Which of the lines in the listing that follows hold "magnifying"? Pull each one out.

-----

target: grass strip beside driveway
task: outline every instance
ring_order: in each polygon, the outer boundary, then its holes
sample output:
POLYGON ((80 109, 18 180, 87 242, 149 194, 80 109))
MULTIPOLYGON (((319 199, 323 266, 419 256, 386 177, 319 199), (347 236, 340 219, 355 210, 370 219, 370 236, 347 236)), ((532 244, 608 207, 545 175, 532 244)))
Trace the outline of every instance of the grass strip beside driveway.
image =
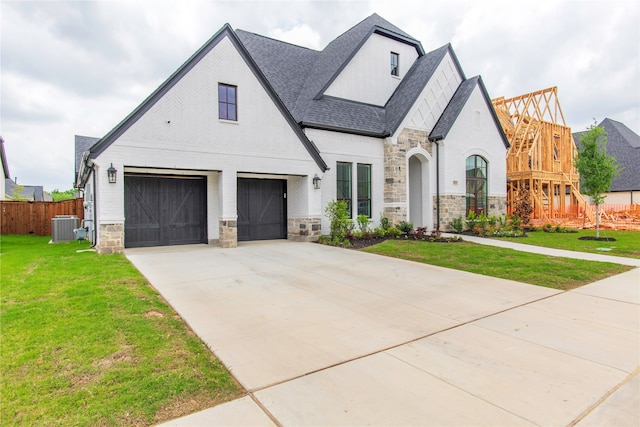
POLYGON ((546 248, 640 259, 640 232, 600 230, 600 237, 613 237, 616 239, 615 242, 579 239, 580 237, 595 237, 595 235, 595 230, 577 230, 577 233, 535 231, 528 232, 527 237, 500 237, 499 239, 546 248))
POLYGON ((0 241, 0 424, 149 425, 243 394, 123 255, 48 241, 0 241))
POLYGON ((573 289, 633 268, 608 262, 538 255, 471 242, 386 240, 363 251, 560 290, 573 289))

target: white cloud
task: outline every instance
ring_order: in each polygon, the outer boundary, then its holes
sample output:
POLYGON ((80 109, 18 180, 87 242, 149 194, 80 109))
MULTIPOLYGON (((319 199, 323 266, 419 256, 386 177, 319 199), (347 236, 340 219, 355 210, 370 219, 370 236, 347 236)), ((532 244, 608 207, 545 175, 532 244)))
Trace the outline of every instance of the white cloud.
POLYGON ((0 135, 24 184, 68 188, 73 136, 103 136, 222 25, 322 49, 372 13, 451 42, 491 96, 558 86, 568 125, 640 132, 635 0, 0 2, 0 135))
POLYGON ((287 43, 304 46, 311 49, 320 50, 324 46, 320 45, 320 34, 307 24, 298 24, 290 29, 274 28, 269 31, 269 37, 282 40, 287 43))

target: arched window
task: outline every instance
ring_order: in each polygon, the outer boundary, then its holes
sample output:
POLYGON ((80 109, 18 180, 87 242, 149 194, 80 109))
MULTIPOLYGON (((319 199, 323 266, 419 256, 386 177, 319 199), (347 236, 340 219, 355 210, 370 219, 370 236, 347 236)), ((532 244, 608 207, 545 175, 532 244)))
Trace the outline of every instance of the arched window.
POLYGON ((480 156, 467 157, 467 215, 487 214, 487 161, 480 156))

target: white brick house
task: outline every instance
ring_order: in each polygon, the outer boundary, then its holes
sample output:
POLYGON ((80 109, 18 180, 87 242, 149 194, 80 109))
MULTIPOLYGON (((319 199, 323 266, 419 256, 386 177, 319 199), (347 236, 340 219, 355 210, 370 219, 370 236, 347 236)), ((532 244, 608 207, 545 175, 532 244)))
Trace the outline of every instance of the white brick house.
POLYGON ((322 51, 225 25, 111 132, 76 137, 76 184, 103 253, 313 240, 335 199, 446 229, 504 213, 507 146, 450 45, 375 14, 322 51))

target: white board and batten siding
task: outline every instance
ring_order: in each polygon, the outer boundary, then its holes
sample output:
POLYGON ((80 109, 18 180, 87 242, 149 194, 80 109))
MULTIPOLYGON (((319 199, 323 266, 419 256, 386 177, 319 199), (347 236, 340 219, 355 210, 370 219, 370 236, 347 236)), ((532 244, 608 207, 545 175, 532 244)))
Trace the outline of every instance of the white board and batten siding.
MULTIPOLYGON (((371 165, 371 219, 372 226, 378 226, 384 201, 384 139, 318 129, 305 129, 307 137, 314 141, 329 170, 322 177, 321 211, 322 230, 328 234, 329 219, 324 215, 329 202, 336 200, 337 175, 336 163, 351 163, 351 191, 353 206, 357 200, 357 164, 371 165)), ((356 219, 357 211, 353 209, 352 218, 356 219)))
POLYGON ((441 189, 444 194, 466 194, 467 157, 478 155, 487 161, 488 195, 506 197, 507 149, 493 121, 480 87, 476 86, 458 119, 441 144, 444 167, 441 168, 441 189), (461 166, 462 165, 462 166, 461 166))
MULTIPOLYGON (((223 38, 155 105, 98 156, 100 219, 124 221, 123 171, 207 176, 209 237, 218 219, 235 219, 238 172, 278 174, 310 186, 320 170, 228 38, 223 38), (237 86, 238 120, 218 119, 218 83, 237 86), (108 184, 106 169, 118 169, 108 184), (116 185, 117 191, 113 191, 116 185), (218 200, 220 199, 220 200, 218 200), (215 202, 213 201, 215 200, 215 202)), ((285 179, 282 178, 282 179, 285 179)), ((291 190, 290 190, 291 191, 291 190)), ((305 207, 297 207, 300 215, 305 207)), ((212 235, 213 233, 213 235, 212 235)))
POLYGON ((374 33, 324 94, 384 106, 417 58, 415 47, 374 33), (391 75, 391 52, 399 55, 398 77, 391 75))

-----

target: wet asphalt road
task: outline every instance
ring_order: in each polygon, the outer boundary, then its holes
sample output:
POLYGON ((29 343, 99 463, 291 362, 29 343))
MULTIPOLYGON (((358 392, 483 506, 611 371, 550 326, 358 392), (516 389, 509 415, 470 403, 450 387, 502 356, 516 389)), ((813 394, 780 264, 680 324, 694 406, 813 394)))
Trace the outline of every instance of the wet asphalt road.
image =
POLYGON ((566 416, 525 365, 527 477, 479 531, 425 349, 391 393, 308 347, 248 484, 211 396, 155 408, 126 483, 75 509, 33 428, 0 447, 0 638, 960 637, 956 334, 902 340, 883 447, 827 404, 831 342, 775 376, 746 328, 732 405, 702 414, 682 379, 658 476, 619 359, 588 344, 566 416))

-----

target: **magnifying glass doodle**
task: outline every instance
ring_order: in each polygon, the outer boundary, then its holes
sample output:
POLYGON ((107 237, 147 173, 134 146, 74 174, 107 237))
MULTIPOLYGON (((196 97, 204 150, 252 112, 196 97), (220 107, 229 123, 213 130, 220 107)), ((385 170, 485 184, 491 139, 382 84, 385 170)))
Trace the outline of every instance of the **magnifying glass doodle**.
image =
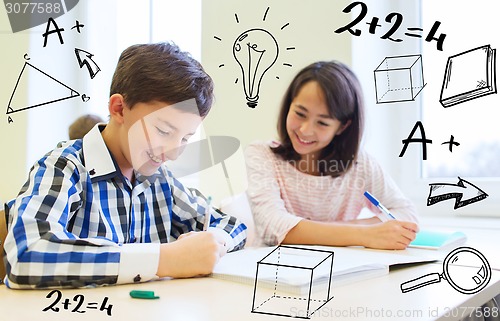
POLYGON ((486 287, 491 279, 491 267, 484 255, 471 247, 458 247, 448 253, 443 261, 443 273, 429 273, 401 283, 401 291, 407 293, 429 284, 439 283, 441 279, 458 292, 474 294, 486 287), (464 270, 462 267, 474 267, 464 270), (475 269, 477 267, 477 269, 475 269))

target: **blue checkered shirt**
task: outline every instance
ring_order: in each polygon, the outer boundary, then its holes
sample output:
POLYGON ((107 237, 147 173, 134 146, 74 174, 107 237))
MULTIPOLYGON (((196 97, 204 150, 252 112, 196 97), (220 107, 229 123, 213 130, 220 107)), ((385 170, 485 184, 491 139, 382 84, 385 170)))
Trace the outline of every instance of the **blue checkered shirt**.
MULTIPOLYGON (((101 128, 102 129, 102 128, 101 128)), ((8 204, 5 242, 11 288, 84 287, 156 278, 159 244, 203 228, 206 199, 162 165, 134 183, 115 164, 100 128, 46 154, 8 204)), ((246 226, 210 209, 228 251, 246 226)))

-----

(Response for this exercise):
target: **magnifying glass doodle**
Trace the outline of every instance of the **magnifying glass doodle**.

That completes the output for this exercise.